### Problem to solve
Omitting all images, transcribe the entries word for word.

* * * * *

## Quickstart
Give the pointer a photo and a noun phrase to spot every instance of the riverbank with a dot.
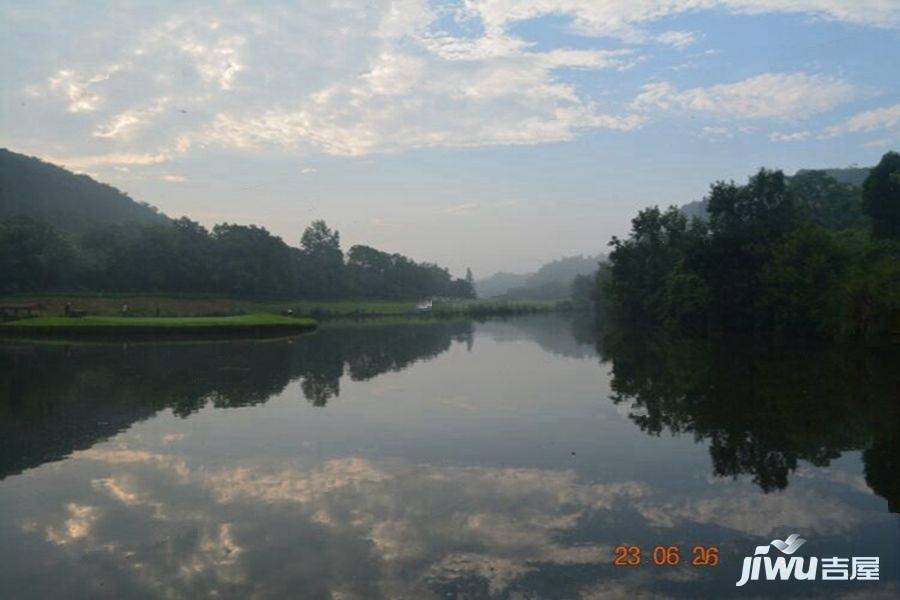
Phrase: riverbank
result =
(143, 305)
(251, 325)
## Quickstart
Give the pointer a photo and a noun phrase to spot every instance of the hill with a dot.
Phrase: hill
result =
(69, 202)
(850, 176)
(553, 281)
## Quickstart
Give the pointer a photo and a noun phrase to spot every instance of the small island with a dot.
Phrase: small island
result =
(104, 326)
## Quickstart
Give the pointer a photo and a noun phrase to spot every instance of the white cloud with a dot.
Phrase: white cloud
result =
(125, 124)
(879, 119)
(677, 39)
(767, 96)
(80, 90)
(797, 136)
(80, 163)
(625, 19)
(351, 78)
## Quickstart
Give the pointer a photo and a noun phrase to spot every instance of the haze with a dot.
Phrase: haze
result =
(489, 134)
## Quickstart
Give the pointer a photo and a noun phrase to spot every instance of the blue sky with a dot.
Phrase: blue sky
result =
(496, 134)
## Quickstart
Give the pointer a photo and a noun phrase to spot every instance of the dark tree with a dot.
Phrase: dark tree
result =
(881, 197)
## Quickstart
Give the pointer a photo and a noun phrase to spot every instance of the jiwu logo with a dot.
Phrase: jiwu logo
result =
(834, 568)
(780, 568)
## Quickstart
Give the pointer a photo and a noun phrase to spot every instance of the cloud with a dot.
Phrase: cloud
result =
(80, 90)
(352, 78)
(677, 39)
(797, 136)
(80, 163)
(779, 96)
(878, 119)
(125, 124)
(627, 19)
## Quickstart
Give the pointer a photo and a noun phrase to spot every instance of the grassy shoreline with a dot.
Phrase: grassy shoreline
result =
(148, 305)
(255, 325)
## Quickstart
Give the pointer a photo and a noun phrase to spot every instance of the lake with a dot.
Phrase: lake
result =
(417, 459)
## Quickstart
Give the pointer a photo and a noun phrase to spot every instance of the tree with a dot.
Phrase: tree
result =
(881, 197)
(322, 264)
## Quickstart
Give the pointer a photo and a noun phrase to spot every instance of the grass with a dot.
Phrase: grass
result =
(252, 324)
(198, 305)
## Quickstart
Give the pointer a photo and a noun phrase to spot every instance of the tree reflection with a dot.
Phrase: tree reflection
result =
(762, 409)
(58, 398)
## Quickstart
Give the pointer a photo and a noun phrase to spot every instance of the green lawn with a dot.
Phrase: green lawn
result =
(103, 305)
(75, 326)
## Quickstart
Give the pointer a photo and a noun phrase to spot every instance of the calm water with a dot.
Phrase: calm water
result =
(439, 459)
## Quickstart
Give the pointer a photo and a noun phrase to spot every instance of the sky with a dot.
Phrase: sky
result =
(491, 134)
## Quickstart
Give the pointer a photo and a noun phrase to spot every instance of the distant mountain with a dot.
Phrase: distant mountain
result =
(553, 281)
(853, 176)
(499, 283)
(69, 202)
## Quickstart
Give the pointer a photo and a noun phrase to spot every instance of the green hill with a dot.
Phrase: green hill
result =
(69, 202)
(833, 203)
(553, 281)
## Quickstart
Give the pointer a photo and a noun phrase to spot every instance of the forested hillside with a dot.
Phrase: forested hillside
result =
(66, 232)
(553, 281)
(844, 187)
(806, 255)
(72, 203)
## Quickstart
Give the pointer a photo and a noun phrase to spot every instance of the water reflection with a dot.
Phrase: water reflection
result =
(762, 410)
(58, 398)
(433, 459)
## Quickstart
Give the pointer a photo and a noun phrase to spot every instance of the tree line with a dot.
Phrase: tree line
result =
(183, 257)
(804, 255)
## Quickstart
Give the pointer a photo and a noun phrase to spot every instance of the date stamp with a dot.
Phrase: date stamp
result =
(665, 556)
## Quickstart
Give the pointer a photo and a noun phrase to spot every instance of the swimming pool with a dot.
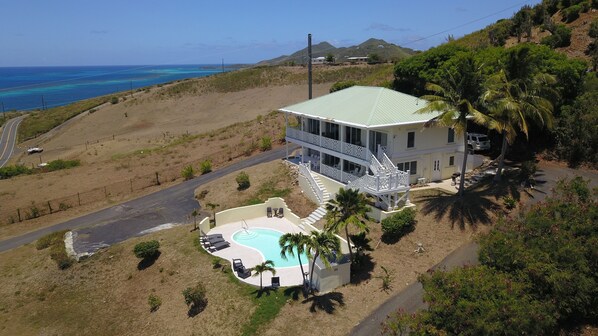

* * * * *

### Written solution
## Quickstart
Give the pointer a photo and a noun phrase to spot every instance of the riverbank with a dot.
Phrase: riverbank
result =
(143, 305)
(251, 325)
## Quickstart
Give the pointer a photo and a noun phrase to spot every instance of the hill with a dot.
Phrase: hill
result =
(69, 202)
(850, 176)
(553, 281)
## Quickstart
Give the pointer a photo and a noun phrase to spot every instance of the small island with a dot.
Phrase: small island
result =
(104, 326)
## Quickstart
Give the pointer a photo and a noun phrase to spot every instance of the white cloud with a dot.
Phrase: white cloud
result =
(125, 124)
(879, 119)
(677, 39)
(767, 96)
(80, 90)
(797, 136)
(80, 163)
(625, 19)
(351, 78)
## Quickstart
Give the pointer a photo and a noun phrase to spot every instance of the haze with a dot.
Phrase: haze
result =
(489, 134)
## Quickstart
Give the pointer a photo and a noun phrase to spot every instance of the blue sky with a dot.
Phrase: blue sky
result =
(496, 134)
## Quickstart
Give the pointer a photo and a noun phrase to spot every instance of the dark tree with a dot.
Phrase: dark tree
result =
(881, 197)
## Quickstart
Give the pointer a photo and a noun phrase to spot every instance of the jiwu logo with a dot.
Phrase: jiwu logo
result =
(834, 568)
(780, 568)
## Quickstart
Give the pointer a photo and a noun phrase to spot every instance of the cloud with a dot.
Phrase: cloud
result =
(80, 90)
(352, 78)
(677, 39)
(797, 136)
(80, 163)
(779, 96)
(878, 119)
(125, 124)
(627, 19)
## Quickstart
Give the pointer a photo and a noun phrase to spot every instance of the grassy shoreline with a dot.
Phrase: grassy shoreline
result =
(148, 305)
(255, 325)
## Quickstart
Give the pointer a photo and a noun phrase to spot every instance of the lake with a dot.
Phrase: lake
result =
(417, 459)
## Quickstart
Give the pointer a photo and a noun phrase to spot every instance of the tree with a dot.
Phrase: tree
result =
(881, 197)
(322, 264)
## Quickstart
Give the pointer a photo and a noun phrase to spot every instance of the grass with a dot.
Phrase: grass
result =
(252, 324)
(198, 305)
## Quickstart
Give the pointer a photo and a noun phrase to spot every instance of the tree reflection with a dot.
Phrase: tree reflection
result =
(762, 409)
(58, 398)
## Quickstart
Give the pointer a photo and a noun phrase to spot every instance of the green lawn with a dot.
Phrase: green lawn
result =
(103, 305)
(75, 326)
## Quickstart
Give the pointer a photo and a noun phrase to spot every instance of the calm water with a dot.
Phrase: calm water
result =
(439, 459)
## Quickstart
Give the pointer a photo and a noun phrase to spot every instance of the sky with a dot.
Phrase: sky
result =
(491, 134)
## Quickstart
Give the pointer a photo and a noun phrase to spot every instance of the distant mountain with a dot.
Phrase: distant mountain
result =
(553, 281)
(853, 176)
(499, 283)
(69, 202)
## Quickstart
Give the pointer a photo and a noun phrase to spot every instance of the green hill with a dot.
Phrase: green hill
result =
(69, 202)
(833, 203)
(553, 281)
## Quickstart
Give the pointer a photo and a noun phrase to spot every instance of the forested hillside with a dot.
Phrase: forested hillside
result =
(66, 232)
(553, 281)
(844, 187)
(806, 255)
(72, 203)
## Quickstart
Give the pointer a photo and a noun phrase to spot every instance of the water reflection with a dot.
Phrase: water reflection
result =
(762, 410)
(58, 398)
(433, 459)
## Quickstart
Give the pointer a photo and a noun phrase to spot every instance of the tree line with a dot.
Phrase: tree line
result =
(183, 257)
(804, 255)
## Quickstart
Give the pointer a photo and a noun phrase to spot every instance of the date stamp with a dot.
Phrase: date stamp
result =
(665, 556)
## Quickstart
Give the pointer a photo and a noun phrase to spot every instance of the swimming pool with a dot.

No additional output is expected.